## Tasks to complete
#1 According to the Texas hospital conversion report, why couldn't CUSWRO evaluate whether for-profit corporations paid an appropriate price for nonprofit assets? Answer in one to three sentences.
#2 From the Texas hospital conversion report, print the passage between "We reviewed tax" and "of the assets.", inclusive.
#3 Answer these questions about the Texas hospital conversion report:
(a) How many hospital transactions did CUSWRO study, and what was their approximate total value?
(b) Which state law requires a nonprofit corporation's records, books, and annual reports of financial activity to be public?
(c) Whom do nonprofit hospitals currently fail to notify about a pending transaction?

July, 1998
Preserving the Charitable Trust:
Nonprofit Hospital Conversion in Texas
This article was written by the Consumers Union Southwest Regional Office.
Executive Summary
Nonprofit to for-profit hospital and health plan conversions represent the transfer of hundreds of millions of charitable dollars out of the public domain and into the hands of big corporations and their investors. Consumers Union Southwest Regional Office (CUSWRO) studied five hospital transactions valued at about $444 million: the sale of one public hospital and three nonprofit hospitals to for-profit corporations, and one joint venture between a nonprofit hospital and a for-profit corporation.
We reviewed tax returns, annual reports, and news reports, and attempted to gather actual transaction documents. We interviewed nonprofit hospital administrators, foundation board members, and members of the public interested in the transactions. From these sources we developed a snapshot of nonprofit hospital conversions in Texas, the information publicly available, and the disposition of the assets.
Findings
- Nonprofit hospitals do not release to the public (and therefore would not release to CUSWRO) actual documents related to the transaction, such as the sale agreement, management agreements, valuation estimates, or compensation arrangements. Without access to transaction documents, we were unable to evaluate whether for-profit corporations paid an appropriate price for the nonprofit assets they purchased or control (see all case studies except for Northwest Texas Hospital). The state's Nonprofit Corporations Act requires "all records, books, and annual reports of the financial activity of the (nonprofit) corporation" to be public. A nonprofit's conversion to for-profit status is probably the single most important financial action a board can take, and transaction documents should be available to the public.
- Currently, nonprofit hospitals notify neither the Attorney General nor the public about a pending transaction, and negotiations with a for-profit buyer are held in secret (see case studies Providence Memorial Hospital and St. David's Health Care System).

## Material supplied
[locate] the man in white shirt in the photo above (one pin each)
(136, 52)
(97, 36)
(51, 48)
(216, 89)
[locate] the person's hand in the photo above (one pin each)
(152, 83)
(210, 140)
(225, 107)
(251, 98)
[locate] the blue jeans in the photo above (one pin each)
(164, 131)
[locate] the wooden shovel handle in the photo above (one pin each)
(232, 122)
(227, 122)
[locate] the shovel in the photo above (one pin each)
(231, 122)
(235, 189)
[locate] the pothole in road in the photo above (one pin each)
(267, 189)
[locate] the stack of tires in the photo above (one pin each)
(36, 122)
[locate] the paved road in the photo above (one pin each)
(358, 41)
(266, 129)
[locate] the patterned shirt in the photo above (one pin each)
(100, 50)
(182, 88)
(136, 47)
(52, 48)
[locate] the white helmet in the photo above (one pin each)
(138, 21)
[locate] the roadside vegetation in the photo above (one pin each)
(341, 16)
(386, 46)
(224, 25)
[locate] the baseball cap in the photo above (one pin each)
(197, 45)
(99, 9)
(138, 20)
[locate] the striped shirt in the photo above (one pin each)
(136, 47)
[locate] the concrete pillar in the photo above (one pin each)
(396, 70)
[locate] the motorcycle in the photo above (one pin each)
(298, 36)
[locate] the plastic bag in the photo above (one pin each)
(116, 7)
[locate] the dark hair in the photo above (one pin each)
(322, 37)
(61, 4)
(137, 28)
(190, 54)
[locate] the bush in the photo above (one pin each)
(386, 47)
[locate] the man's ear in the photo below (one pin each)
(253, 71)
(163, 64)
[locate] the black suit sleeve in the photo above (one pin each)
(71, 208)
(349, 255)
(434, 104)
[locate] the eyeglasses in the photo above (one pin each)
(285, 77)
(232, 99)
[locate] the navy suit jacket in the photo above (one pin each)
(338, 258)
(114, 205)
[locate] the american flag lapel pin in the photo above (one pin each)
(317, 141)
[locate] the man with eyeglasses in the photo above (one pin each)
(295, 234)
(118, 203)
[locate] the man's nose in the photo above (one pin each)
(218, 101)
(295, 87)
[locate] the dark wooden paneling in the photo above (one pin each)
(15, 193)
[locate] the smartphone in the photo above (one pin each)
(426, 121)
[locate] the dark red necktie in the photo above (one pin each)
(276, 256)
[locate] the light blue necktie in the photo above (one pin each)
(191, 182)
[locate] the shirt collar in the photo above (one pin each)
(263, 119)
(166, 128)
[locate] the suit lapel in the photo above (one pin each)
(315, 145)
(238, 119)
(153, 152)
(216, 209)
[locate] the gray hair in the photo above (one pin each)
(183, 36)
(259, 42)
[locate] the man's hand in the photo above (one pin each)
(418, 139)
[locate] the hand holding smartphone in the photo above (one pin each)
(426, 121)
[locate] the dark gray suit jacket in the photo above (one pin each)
...
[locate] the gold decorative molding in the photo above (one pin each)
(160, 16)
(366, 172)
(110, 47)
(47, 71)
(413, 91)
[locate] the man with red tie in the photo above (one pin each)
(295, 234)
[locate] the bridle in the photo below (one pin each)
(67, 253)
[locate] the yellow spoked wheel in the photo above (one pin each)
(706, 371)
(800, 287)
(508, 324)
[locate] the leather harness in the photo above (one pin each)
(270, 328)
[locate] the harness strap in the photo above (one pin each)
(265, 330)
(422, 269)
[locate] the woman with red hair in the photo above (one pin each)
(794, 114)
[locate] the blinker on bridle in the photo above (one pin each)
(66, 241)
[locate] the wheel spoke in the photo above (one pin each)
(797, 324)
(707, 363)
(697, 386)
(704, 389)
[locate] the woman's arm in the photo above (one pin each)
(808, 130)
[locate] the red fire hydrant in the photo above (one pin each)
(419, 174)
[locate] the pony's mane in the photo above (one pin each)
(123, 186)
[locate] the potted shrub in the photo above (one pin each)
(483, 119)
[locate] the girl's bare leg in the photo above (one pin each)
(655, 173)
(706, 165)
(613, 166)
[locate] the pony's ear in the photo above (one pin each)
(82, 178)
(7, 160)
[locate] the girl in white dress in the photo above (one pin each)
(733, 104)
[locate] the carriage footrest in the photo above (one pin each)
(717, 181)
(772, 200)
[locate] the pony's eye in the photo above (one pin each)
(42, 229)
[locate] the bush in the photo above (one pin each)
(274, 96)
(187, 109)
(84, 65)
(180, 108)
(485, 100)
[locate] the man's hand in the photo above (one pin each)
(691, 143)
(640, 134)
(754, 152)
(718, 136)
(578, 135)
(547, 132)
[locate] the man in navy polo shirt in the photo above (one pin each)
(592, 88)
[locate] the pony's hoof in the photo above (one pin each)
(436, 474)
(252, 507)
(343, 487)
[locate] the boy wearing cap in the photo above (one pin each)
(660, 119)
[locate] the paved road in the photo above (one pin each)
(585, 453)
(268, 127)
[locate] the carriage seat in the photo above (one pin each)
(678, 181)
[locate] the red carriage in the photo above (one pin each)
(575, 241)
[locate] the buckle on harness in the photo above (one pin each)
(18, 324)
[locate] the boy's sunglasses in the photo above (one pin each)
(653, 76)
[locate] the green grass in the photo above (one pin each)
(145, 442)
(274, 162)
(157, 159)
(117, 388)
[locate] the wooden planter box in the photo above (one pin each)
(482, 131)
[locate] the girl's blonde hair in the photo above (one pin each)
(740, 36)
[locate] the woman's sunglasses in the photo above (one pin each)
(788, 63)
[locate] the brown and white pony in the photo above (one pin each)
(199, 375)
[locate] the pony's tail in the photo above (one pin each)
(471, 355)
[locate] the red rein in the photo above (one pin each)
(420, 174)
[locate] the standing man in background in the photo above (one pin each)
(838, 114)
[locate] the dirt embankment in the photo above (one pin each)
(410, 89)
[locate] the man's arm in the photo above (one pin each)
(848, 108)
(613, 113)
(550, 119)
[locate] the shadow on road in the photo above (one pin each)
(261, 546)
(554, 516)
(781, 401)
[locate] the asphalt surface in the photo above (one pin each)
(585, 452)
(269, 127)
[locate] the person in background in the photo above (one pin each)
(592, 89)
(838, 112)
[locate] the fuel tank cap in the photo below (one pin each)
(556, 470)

## Answers by item number
#1 Nonprofit hospitals do not release the actual transaction documents to the public, so they would not release them to CUSWRO either. These include sale agreements, management agreements, valuation estimates, and compensation arrangements. Without access to those documents, CUSWRO could not judge whether the price was appropriate.

#2
We reviewed tax returns, annual reports, and news reports, and attempted to gather actual transaction documents. We interviewed nonprofit hospital administrators, foundation board members, and members of the public interested in the transactions. From these sources we developed a snapshot of nonprofit hospital conversions in Texas, the information publicly available, and the disposition of the assets.

#3
(a) Five transactions, valued at about $444 million.
(b) The Nonprofit Corporations Act.
(c) The Attorney General and the public.